Print all the data, keeping every line exactly as it is.
═════ INFORMATION SUPPLIED
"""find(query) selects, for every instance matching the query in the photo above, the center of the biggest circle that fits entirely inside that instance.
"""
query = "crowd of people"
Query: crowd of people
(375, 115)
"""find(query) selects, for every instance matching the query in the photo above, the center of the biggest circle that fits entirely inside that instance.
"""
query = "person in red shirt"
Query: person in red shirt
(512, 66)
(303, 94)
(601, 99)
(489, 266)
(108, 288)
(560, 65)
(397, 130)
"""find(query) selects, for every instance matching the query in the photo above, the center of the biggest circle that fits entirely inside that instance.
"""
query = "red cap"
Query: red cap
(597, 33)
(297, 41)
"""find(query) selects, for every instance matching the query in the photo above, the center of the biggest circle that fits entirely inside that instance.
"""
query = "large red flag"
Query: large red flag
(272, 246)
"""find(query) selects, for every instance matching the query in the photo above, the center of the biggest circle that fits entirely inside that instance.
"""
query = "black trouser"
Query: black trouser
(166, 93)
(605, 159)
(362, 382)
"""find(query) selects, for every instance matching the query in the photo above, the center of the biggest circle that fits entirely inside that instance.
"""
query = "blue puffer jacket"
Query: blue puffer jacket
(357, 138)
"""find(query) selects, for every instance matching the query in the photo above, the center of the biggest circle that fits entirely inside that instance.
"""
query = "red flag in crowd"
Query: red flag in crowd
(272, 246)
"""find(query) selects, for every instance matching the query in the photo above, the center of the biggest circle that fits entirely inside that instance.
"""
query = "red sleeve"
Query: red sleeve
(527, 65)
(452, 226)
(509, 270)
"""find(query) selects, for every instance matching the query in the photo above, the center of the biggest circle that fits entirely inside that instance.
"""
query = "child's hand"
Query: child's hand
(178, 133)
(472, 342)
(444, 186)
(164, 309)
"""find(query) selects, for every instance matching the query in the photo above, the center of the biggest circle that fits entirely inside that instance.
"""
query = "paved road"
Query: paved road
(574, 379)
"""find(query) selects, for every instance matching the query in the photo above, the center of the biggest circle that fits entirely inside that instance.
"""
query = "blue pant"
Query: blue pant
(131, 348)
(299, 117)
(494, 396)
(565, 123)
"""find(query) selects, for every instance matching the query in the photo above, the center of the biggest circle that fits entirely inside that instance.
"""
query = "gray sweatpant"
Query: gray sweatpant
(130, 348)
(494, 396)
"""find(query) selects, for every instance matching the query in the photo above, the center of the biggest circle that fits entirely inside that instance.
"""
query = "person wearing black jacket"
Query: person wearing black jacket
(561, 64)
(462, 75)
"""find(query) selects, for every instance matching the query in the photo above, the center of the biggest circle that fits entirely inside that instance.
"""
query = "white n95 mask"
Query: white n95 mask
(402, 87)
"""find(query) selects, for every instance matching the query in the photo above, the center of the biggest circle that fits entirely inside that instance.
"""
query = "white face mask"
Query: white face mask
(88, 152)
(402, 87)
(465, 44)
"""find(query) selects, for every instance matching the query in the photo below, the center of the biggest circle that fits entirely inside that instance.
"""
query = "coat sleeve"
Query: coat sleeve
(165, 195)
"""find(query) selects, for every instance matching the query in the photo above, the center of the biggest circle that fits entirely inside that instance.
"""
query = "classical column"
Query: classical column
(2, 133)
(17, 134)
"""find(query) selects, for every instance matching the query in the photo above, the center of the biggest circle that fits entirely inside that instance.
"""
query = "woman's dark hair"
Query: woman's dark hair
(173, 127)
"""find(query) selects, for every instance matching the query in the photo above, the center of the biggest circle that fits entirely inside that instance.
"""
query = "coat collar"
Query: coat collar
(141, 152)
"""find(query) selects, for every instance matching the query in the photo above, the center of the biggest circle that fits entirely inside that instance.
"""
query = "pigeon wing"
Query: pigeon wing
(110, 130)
══════════
§ FINISHED EXERCISE
"""find(query) selects, for every instance matching the query in the photo above, the center of the biggest circle that fits entirely inside that instance.
"""
query = "crowd of people"
Query: crowd of people
(375, 115)
"""find(query) selects, for every instance matching the query in the photo above, the center of the biggest circle that fits entirely inside that instance.
"""
query = "person in red shirt"
Query: person in red shirt
(512, 66)
(303, 94)
(601, 99)
(489, 266)
(108, 288)
(560, 65)
(397, 130)
"""find(query) selects, for every instance matching the query in the photo above, the center of the biggest circle that fits entirely inside that instance.
"""
query = "red cap"
Query: red cap
(597, 33)
(297, 41)
"""find(query) selects, for every instance matching the query in the photo above, the center of the biggest circle that fits entirely inside that instance.
"""
query = "large red flag"
Query: large red flag
(272, 246)
"""find(query) selects, for every instance matching the query in the photo above, the center of the biggest circle that fits entirely inside that instance.
"""
query = "black trouser"
Query: black trouser
(166, 93)
(605, 159)
(362, 382)
"""find(query) selects, for every instance matching the query in the photo above, the center of the biggest circle that fits entirely inside that instance.
"""
query = "blue puffer jacket"
Query: blue puffer jacket
(357, 138)
"""find(query) selects, for every instance matching the query in the photo above, the center of the biggest circle that fits entirely inside that instance.
"""
query = "red flag in crowd"
Query: red flag in crowd
(272, 246)
"""find(query) selects, for every instance matching the query in the photo above, the center of the biggest circle that fits entirely inside that instance.
"""
query = "red sleeve"
Query: red sleeve
(527, 65)
(452, 226)
(509, 270)
"""find(query) selects, for every instance matching the query in the photo above, the center of the biggest circle that fits entirely inside that instance.
"""
query = "child's hand"
Query: child's hand
(178, 133)
(472, 342)
(444, 186)
(164, 309)
"""find(query) selects, for every instance matching the query in the photo above, the center of the biggest circle that fits entirely inside that instance.
"""
query = "paved road"
Query: paved road
(574, 379)
"""find(query) selects, for every instance matching the query in the photo above, the center of the biggest circle that fits entirely inside that instance.
"""
query = "blue pant"
Query: blue pant
(131, 348)
(299, 117)
(494, 396)
(565, 123)
"""find(query) selects, for every instance matching the query in the photo above, the center of the biggest circle that fits entirely inside that instance.
"""
query = "gray sweatpant"
Query: gray sweatpant
(130, 348)
(494, 396)
"""find(query) selects, for every instance matching the query in the photo above, the center of the biggest circle that fits entirely inside that instance.
"""
query = "person wearing black jacket"
Query: person wearing black jacket
(561, 64)
(462, 75)
"""find(query) selects, for every instance matching the query in the photo above, the center of the biggest circle that fits entirely inside that instance.
"""
query = "white n95 mask"
Query: white n95 mask
(402, 87)
"""find(query) selects, for every instance matching the query in the photo above, the center of the biggest circle that fits entirely inside that instance.
"""
query = "white face mask"
Query: white face mask
(88, 152)
(402, 87)
(465, 44)
"""find(query) selects, for every instance matching the query in the photo below, the center of the biggest circle that fits entirely inside that instance.
"""
query = "coat sleeve"
Query: coat sleeve
(165, 195)
"""find(query) selects, for every instance matching the query in the photo above, the center of the biggest circle that fits entirely inside that instance.
"""
query = "classical column"
Query: classical column
(2, 133)
(17, 134)
"""find(query) selects, for every instance matching the query in the photo above, the center of the biggest circle that fits entirely inside that instance.
"""
query = "woman's dark hair"
Query: woman's dark hair
(173, 127)
"""find(query) selects, for every instance matching the query in the photo above, the center of the biggest circle that fits entirely inside that instance.
"""
query = "coat collar"
Query: coat collar
(141, 152)
"""find(query) selects, for every instance matching the query in the photo above, the center of the biggest circle that fits entirely inside that instance.
"""
query = "pigeon wing"
Query: pigeon wing
(110, 130)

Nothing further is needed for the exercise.